>> start EXCERPT TO READ

I personally don’t use much Murdoch-controlled media, in particular the Fox entities (another topic for another day), nor get much news from television anyway, but this story is of some interest in asserting some further background on the alleged influence of outside groups in the preparation of the draft constitution. Something I don’t know anything about. I have said before that the process was not ideal and it should have been more transparent and participatory if it wasn’t going to use the prior “Bomas Draft” that Kenyans never voted on previously. Nonetheless, it went to Parliament which could have amended it. I continue to be unconvinced that in Kenya the totality of the language that relates to abortion will have the impact that some in U.S. “pro-life” politics are claiming, but Kenyans will have to decide. And there are certainly some details and perspectives on the involvement of U.S. interest groups and activists that Fox has ignored here.

I will say this: if we tried today, in the United States to pass a new Constitution from scratch what is the likelihood that we could do this well? Would we be able to have any type of deliberative and reasoned discussion? This is one of the reasons the U.S. government should exhibit a little more humility in addressing democratization elsewhere in the world. We have inherited a system with solid fundamentals, but its not like the way we behave much of the time is what everyone should aspire to.

Update: A Nairobi Star story features a statement from Ambassador Ranneberger reiterating that his approach is sanctioned by the President and that he is not worried about a few critics attacking him.

Ranneberger spoke at a ceremony for American Peace Corp volunteers:

‘You should know that the stakes are extremely high whichever way the outcome of the referendum will be,” Ranneberger told the Peace Corps He asked them to participate in the current debate in Kenya.

President JF Kennedy launched the Peace Corps in 1961 and to date it has trained 6,000 Kenyans in small business management, maths, science, health and ICT.

Peace Corps Volunteers country director, Steven Wisecarver, said he wants the volunteers for Kenya increased to 150 per intake.

Researcher Tom Wolfe, a doyen Peace Corps Volunteer, asked the 36 to be humble as they learned about Kenyan society is.

“While the role of Ranneberger has been questioned in politics, nobody has criticised the American Peace Corps role in Kenya,” Wolfe said.

In an editorial, the Daily Nation fires back at Congressman Chris Smith: “U.S. Congressman Peddling Blatant Lies”:

However, the congressman does not bother to make the distinction between the ‘Yes’ campaign and other activities related to the referendum, and different aspects of the reform agenda.

Supporting the Committee of Experts that produced the document does not amount to funding one side in the campaign.

Nor can helping the Interim Independent Electoral Commission that will manage the poll in any way be deemed partisan.

Some of the groups mentioned by Mr Smith deny receiving referendum campaign funds from the US Government or any of its agencies,

In a nutshell, Congressmen Smith’s claims do not add up. More seriously, they are based on one monstrous political lie — that President Obama is breaking American law by funding a constitution that promotes abortion.

The Proposed Constitution of Kenya will not allow abortion on demand. It is apparent that his concern is not protection of the Kenyan woman from unrestricted abortion; it is the pursuit of a rabidly fundamentalist right-wing agenda that has never reconciled itself to the Obama presidency, and will employ all means, fair or foul, to bring down the first black president of the United States.

>> end EXCERPT TO READ

#### STATED PROBLEM A:
Copy out the entries from the line that contains "as point(85, 96)." through the line that contains "point(507, 196)", inclusive, and shift each answer point by adding 23 to both of its coordinates. Keep the requests and their sample points unchanged, and leave out the pictures.

>> start SUPPLIED MATERIAL

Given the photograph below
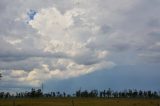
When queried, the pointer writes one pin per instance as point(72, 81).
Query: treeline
point(80, 94)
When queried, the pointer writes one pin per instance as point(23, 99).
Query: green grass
point(79, 102)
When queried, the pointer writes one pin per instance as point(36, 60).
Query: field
point(79, 102)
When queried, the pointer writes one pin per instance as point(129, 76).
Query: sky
point(73, 44)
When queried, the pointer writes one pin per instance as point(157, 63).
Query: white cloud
point(72, 38)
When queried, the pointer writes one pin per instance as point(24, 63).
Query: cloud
point(71, 38)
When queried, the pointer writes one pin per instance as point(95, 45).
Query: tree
point(0, 75)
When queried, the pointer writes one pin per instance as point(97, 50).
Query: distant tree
point(0, 76)
point(109, 92)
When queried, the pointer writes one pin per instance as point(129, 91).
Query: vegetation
point(79, 102)
point(85, 94)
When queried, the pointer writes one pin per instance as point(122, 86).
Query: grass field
point(79, 102)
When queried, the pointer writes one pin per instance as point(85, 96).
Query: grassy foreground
point(79, 102)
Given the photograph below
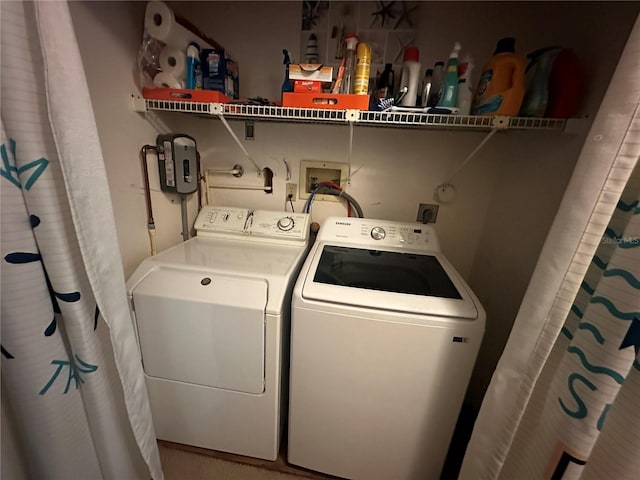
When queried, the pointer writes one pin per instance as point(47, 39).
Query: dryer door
point(202, 328)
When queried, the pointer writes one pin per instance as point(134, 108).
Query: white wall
point(507, 196)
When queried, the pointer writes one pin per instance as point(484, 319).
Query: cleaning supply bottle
point(363, 69)
point(426, 87)
point(287, 85)
point(346, 86)
point(465, 85)
point(436, 84)
point(537, 81)
point(193, 67)
point(566, 85)
point(501, 86)
point(386, 82)
point(449, 97)
point(410, 76)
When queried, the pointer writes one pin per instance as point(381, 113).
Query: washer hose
point(347, 197)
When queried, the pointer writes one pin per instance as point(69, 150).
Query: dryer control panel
point(256, 225)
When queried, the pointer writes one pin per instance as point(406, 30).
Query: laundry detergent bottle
point(501, 86)
point(537, 74)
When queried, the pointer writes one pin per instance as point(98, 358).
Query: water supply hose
point(151, 225)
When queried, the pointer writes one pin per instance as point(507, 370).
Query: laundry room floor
point(181, 462)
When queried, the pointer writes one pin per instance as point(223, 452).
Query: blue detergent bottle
point(449, 97)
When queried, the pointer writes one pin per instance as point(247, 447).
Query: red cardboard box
point(176, 94)
point(306, 86)
point(326, 100)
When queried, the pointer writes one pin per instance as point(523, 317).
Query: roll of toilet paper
point(173, 62)
point(161, 24)
point(166, 80)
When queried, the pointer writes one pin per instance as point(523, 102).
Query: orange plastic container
point(501, 87)
point(330, 101)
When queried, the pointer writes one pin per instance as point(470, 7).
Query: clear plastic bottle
point(410, 76)
point(363, 69)
point(465, 85)
point(346, 86)
point(426, 87)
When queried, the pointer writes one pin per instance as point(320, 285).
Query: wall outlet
point(292, 192)
point(427, 212)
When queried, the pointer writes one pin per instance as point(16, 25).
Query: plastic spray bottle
point(410, 77)
point(449, 96)
point(465, 85)
point(436, 83)
point(346, 86)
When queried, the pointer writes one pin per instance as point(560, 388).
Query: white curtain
point(72, 381)
point(564, 401)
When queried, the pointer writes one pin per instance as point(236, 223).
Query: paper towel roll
point(166, 80)
point(161, 24)
point(173, 62)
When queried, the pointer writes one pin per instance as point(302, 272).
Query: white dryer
point(384, 337)
point(212, 317)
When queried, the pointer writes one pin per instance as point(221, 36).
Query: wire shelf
point(368, 118)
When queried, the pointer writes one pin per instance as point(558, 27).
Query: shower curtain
point(72, 382)
point(564, 400)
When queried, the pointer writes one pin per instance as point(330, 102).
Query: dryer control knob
point(378, 233)
point(286, 223)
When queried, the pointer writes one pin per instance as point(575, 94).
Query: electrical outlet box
point(292, 192)
point(313, 172)
point(427, 212)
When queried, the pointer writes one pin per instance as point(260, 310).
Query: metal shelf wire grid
point(369, 118)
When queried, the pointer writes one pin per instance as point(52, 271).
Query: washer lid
point(419, 283)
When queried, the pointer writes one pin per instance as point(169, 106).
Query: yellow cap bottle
point(363, 68)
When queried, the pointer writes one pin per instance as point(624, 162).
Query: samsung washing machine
point(212, 321)
point(385, 334)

>> end SUPPLIED MATERIAL

#### STATED PROBLEM B:
Carry on the post about Kenya's proposed constitution and U.S. involvement, starting after its last sentence.

#### FINAL ANSWER A:
When queried, the pointer writes one pin per instance as point(85, 96).
Query: grassy foreground
point(102, 125)
Given the photograph below
When queried, the pointer writes one pin per instance as point(47, 39).
Query: dryer door
point(225, 351)
When queried, the pointer writes one pin per instance as point(134, 108).
Query: white wall
point(530, 219)

#### FINAL ANSWER B:
The biggest lie does not stand up to scrutiny. For the first time in Kenya, the constitution will specifically outlaw abortion, save for the common sense exception where the life of the mother is in danger.

Mr Smith might also appreciate that the new constitutional prohibition will make it much more difficult to procure an abortion in Kenya than in his New Jersey.

Referendum campaign coverage relects tenions, challenges

Daily Nation “Khadi court focus of groups’ opposition to new Kenya law”

Kevin J. Kelly reviews the American “culture wars” angle. My take: I hope everyone who cares enough to get deeply involved in the campaign on the Kenyan constitution cares enough to say, live in Kenya for awhile. Kenya’s need for a new constitution has been clear enough that both sides made it a major campaign pledge and constitutional reform was a key commitment of the mediation settlement forming the Government of National Unity. It would seem to be a matter of bad timing that the referedum has coincided with heighted tension on certain “contentious issues” from outside on a globalized basis–as well as with the shift of focus by key politicians to their tactics for the 2012 campaign.

Daily Nation “Crowd heckles Rutp at ‘No’ rally”

Standard “Church leaders declare support for proposed law”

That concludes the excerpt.